Extracted data entries
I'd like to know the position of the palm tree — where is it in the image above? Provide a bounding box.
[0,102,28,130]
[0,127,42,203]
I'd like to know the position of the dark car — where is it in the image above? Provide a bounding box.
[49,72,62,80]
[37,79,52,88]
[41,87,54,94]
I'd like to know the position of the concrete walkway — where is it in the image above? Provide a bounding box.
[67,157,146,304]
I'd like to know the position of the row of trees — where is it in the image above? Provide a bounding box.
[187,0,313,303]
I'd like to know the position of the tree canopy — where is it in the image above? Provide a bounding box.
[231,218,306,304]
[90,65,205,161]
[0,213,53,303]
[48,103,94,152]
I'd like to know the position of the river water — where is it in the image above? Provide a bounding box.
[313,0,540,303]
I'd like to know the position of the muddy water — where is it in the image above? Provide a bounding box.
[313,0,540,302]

• [Problem statement]
Retype, exactly as written, each line from the one that has "I'd like to know the position of the muddy" to the bottom of the entries above, and include both of those lines.

• [Answer to the exercise]
I'd like to know the position of the muddy water — where is it in the image above? Provide a bounding box.
[313,0,540,302]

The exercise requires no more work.